▸ **INFORMATION GIVEN**:
:::

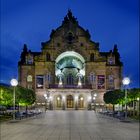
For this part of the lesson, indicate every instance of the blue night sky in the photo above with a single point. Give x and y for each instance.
(31, 21)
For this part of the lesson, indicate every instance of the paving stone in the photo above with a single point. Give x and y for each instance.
(70, 125)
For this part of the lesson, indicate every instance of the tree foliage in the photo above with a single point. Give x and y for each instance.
(23, 96)
(118, 96)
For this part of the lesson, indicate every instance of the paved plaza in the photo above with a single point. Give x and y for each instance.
(70, 125)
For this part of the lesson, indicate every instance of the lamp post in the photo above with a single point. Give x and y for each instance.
(126, 82)
(14, 83)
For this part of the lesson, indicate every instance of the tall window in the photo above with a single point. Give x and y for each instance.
(29, 78)
(101, 82)
(111, 81)
(48, 77)
(110, 60)
(48, 58)
(70, 79)
(92, 78)
(92, 57)
(39, 81)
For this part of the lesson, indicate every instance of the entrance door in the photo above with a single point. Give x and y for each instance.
(70, 101)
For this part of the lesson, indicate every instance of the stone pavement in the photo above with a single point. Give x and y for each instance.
(70, 125)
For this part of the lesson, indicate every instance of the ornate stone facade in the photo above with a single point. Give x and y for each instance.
(70, 69)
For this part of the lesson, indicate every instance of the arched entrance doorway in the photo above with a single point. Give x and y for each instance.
(69, 69)
(70, 101)
(58, 101)
(81, 102)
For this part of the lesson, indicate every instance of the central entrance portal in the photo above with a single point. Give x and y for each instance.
(70, 101)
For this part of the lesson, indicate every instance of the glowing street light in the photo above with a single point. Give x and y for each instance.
(126, 81)
(14, 83)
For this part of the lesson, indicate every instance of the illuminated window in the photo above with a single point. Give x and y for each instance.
(48, 77)
(48, 58)
(92, 78)
(29, 78)
(92, 57)
(101, 82)
(110, 60)
(39, 81)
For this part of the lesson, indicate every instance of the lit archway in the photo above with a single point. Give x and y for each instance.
(69, 68)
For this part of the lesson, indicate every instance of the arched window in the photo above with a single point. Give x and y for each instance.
(70, 79)
(29, 78)
(48, 58)
(92, 57)
(92, 78)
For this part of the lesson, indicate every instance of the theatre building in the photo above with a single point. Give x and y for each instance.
(70, 72)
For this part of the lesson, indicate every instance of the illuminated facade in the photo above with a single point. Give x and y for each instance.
(70, 70)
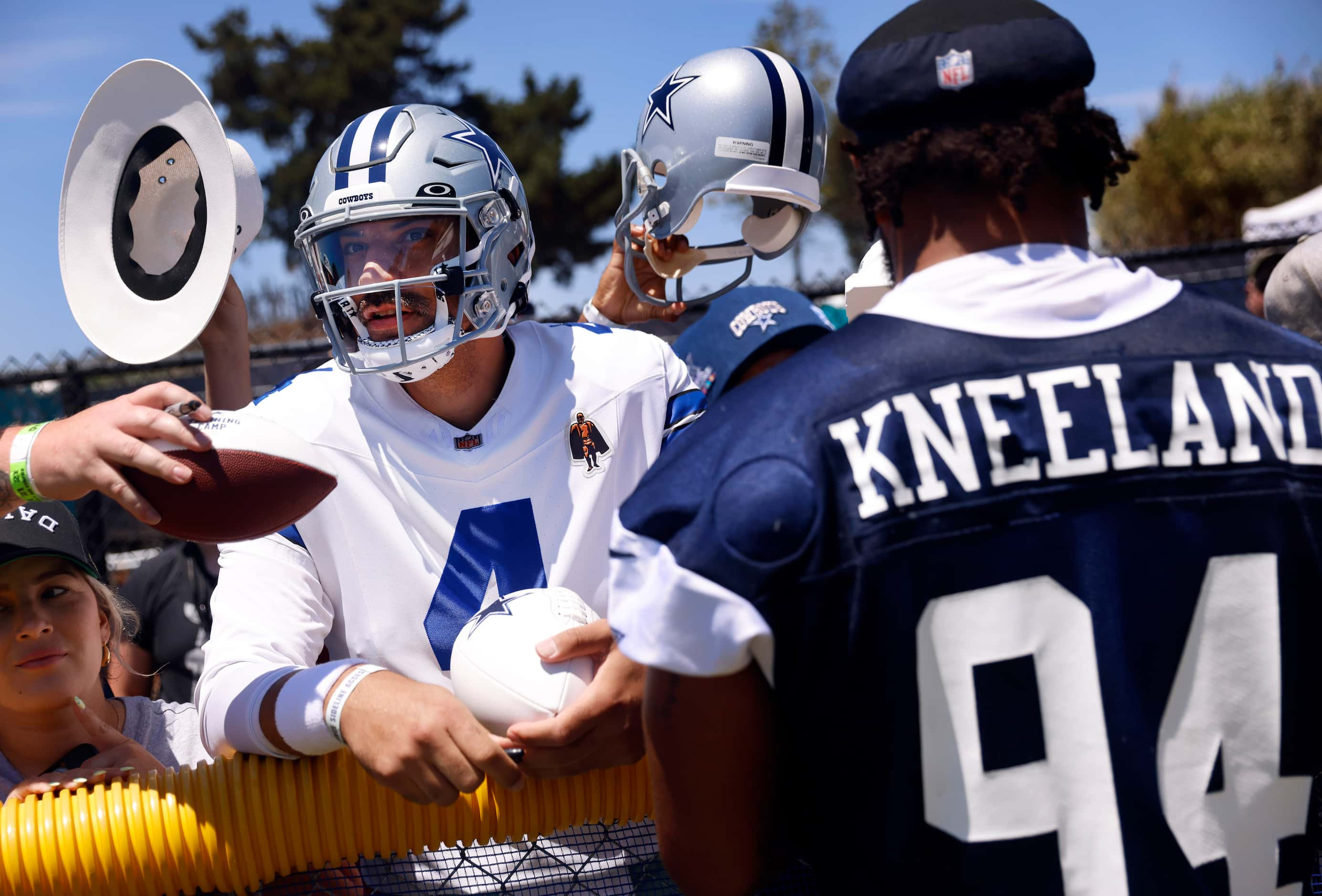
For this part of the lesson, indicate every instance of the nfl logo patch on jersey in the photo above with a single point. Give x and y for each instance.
(955, 71)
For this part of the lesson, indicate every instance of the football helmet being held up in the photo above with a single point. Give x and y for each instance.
(741, 122)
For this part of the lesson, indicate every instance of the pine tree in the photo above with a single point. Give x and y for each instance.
(298, 93)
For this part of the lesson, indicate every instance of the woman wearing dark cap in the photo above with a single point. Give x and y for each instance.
(59, 628)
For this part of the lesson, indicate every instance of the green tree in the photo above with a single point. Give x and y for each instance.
(1206, 162)
(800, 35)
(298, 94)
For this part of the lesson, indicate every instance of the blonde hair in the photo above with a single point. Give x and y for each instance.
(119, 612)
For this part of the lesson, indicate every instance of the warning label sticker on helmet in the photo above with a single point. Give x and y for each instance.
(741, 148)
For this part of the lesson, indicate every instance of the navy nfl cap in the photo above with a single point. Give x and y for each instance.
(744, 325)
(954, 61)
(43, 529)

:::

▸ **YOUR OBJECTIVE**: Without the pictures, print the whole listing exactly as given.

▸ **REPLY**:
For this part of the lesson, indicate every instance of the blue night sky in the photo above with a single point. Give x and y for each instance.
(31, 21)
For this part of the lesson, indicate every instance of the paving stone in the photo above with a single point. Give x and y for each instance.
(70, 125)
For this part of the lesson, indicate every instance of the tree foliage in the photo above with a single point. Give x and y for each instance.
(23, 96)
(118, 96)
For this part of the lesson, indicate every instance of the paved plaza in the photo above with a single point. Give x and y for each instance.
(70, 125)
For this part of the lesson, indicate every instance of the lamp post in the photo above with a single point. Give x and y for each instance.
(126, 82)
(14, 83)
For this part of the lesson, indicate every instance of the tall window in the photo above with a single point. Give x and y for each instance.
(29, 78)
(101, 82)
(111, 81)
(48, 77)
(110, 60)
(48, 58)
(70, 79)
(92, 78)
(92, 57)
(39, 81)
For this part of the lesson, indicate every instance of the entrance door in the photo above with a single point. Give x and y for each instance.
(70, 101)
For this part of the lesson, indicate every instance of the stone pavement in the photo above with a single point. Give x and y for each instance.
(70, 125)
For this part of the lesson, indicate every instance of the ornate stone facade in the photo above with a single point. Give x and y for each instance.
(70, 69)
For this part of the lesson, indicate every instance of the arched entrance doorway in the photo above with a single point. Give x and y for each instance.
(69, 69)
(70, 101)
(58, 101)
(81, 102)
For this part of the lesson, indicate every instance of the central entrance portal in the photo above with a single point. Give x and y for each instance.
(70, 101)
For this part of the lesson, indicate every instance of the glowing street light in the photo above with a single point. Give x and y for each instance.
(126, 81)
(14, 83)
For this part of the lesson, indicate every instance of the illuminated window in the photo above with a single point. Give x and y for each instance.
(48, 77)
(48, 58)
(92, 78)
(29, 78)
(92, 57)
(101, 82)
(110, 60)
(39, 81)
For this part of the lesson, indicate every instance of the lit archway in the photo above with a single point. Give x and y for each instance.
(69, 68)
For this part of the lesson, indicate every instance of the arched window in the photo above with a single point. Give x and y for each instance.
(70, 79)
(29, 78)
(48, 58)
(92, 57)
(92, 78)
For this part of the lesson, indicate every instance of the theatre building in the photo above with a single point. Give x and y for each instance.
(70, 72)
For this part of the lesson, indicate every instance of the illuminated facade in the photo above with a single point. Give x and y for each instance.
(70, 70)
For this part of the lesson, indicate every instance of the nfl logo patch on jersey in the photo above with a single point. Give x and y for each instance.
(955, 71)
For this part of the lesson, indicate every instance of the football helmet being held up in the photo above with a single point. Give x and y for each instance.
(741, 122)
For this part of the lesson, indicate every instance of the pine tree in the photo above with a single point. Give x and y for each instance.
(298, 93)
For this part of the lesson, indicate every instance of the woman wearing dark cap in the photo above with a single point. Give x and y for each instance.
(59, 628)
For this part of the lesson, indicate every instance of the green tree in the photo above with a single point. Give x and y for each instance.
(1206, 162)
(800, 35)
(298, 94)
For this part of the lesson, indicate every instance of the blonde hair in the photo above with a single point. Give x and y for each instance.
(119, 612)
For this part of the lesson, indicate every instance of the warning label sticker on helmet in the photo above with a single point. Give x and y for each instance.
(741, 148)
For this part of the lesson, indicate every instance of the navy nfl cap in the photo above with a single point. Give x and y for each instance.
(744, 325)
(954, 61)
(43, 529)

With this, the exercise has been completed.